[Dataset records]
- Opening Delimiter -

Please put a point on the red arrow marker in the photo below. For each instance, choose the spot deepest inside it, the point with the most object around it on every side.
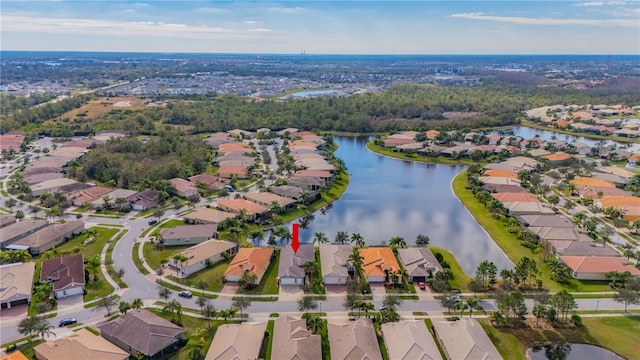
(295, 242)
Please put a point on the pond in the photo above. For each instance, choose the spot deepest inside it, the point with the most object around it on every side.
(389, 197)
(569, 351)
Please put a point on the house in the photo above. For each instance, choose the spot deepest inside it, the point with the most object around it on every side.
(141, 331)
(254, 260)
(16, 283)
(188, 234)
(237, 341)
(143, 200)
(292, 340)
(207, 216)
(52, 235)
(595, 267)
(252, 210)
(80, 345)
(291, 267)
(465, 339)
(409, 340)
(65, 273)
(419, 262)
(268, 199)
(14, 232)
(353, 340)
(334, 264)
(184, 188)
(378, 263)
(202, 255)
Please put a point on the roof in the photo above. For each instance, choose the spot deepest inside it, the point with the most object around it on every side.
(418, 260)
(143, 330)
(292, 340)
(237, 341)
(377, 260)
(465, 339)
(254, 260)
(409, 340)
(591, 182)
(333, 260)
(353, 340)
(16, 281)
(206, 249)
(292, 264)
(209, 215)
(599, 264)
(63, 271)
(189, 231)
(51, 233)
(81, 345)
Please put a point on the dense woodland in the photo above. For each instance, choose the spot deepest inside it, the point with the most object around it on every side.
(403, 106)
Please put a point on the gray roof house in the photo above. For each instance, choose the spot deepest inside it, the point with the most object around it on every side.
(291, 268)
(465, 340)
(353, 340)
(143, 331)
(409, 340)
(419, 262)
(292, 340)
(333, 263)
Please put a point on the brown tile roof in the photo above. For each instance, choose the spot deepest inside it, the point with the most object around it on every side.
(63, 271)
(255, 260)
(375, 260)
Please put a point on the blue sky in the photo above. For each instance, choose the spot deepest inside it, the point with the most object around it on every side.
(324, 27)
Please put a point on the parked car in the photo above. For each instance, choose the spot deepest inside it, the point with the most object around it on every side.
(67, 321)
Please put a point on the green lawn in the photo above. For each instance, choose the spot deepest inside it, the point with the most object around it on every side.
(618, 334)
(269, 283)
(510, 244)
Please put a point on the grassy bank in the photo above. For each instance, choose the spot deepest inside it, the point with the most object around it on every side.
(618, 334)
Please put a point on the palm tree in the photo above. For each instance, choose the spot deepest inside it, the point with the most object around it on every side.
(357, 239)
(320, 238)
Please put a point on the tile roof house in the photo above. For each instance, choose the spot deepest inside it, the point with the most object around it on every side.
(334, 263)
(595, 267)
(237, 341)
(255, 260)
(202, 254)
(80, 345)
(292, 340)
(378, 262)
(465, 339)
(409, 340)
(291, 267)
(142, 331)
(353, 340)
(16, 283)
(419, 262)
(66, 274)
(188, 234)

- Closing Delimiter -
- Opening Delimiter -

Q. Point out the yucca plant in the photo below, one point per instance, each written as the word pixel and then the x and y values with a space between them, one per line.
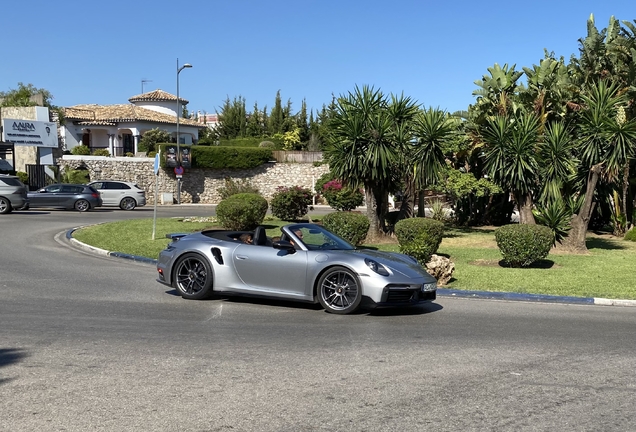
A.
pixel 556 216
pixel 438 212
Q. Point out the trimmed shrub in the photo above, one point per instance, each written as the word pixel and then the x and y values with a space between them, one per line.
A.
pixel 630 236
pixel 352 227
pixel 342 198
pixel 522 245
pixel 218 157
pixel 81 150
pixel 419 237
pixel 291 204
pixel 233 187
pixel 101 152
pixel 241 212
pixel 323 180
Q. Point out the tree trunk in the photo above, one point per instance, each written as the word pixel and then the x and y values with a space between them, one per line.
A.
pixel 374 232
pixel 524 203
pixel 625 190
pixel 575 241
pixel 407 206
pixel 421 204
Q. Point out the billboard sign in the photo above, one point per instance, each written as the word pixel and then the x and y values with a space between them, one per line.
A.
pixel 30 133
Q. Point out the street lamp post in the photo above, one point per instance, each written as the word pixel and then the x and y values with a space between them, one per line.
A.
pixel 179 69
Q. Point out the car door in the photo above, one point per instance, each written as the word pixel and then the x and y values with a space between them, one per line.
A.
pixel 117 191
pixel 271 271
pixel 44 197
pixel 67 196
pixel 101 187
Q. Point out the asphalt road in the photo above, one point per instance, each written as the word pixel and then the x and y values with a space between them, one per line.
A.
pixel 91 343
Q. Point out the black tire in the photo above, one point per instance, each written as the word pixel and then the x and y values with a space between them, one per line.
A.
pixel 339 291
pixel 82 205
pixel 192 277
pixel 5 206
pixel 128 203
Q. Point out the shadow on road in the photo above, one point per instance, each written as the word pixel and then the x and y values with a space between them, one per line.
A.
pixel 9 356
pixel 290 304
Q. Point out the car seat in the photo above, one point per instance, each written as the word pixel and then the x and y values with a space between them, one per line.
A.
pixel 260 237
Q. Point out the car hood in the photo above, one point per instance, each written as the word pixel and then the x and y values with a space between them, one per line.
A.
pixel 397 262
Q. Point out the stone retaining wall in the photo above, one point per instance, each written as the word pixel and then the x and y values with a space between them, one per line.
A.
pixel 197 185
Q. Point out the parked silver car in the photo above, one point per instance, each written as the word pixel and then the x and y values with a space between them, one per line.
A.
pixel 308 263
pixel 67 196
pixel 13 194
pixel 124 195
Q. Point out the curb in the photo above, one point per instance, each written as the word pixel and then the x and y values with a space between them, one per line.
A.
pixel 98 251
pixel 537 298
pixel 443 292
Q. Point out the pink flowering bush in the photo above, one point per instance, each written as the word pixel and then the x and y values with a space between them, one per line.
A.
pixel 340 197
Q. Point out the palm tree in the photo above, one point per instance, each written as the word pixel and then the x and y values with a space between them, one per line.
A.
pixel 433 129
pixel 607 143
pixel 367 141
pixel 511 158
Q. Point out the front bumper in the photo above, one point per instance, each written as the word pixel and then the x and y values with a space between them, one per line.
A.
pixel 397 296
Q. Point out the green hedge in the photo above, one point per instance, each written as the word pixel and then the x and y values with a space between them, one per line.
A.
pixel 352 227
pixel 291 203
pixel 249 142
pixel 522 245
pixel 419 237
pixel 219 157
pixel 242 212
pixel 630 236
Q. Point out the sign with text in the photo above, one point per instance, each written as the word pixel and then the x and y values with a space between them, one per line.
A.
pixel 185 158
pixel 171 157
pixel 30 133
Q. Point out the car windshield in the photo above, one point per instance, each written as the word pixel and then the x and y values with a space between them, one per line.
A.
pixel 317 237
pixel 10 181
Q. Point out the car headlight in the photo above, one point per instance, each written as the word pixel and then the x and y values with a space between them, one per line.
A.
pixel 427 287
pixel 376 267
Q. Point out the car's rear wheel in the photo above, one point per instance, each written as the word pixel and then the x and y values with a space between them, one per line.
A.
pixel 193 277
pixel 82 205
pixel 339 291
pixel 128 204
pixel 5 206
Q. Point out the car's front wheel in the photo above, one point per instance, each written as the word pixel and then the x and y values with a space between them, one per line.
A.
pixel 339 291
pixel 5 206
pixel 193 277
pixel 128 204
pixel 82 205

- Closing Delimiter -

** TASK REQUIREMENTS **
Give the number of lines in the data that include the string "road", please, and nothing else.

** FINAL ANSWER **
2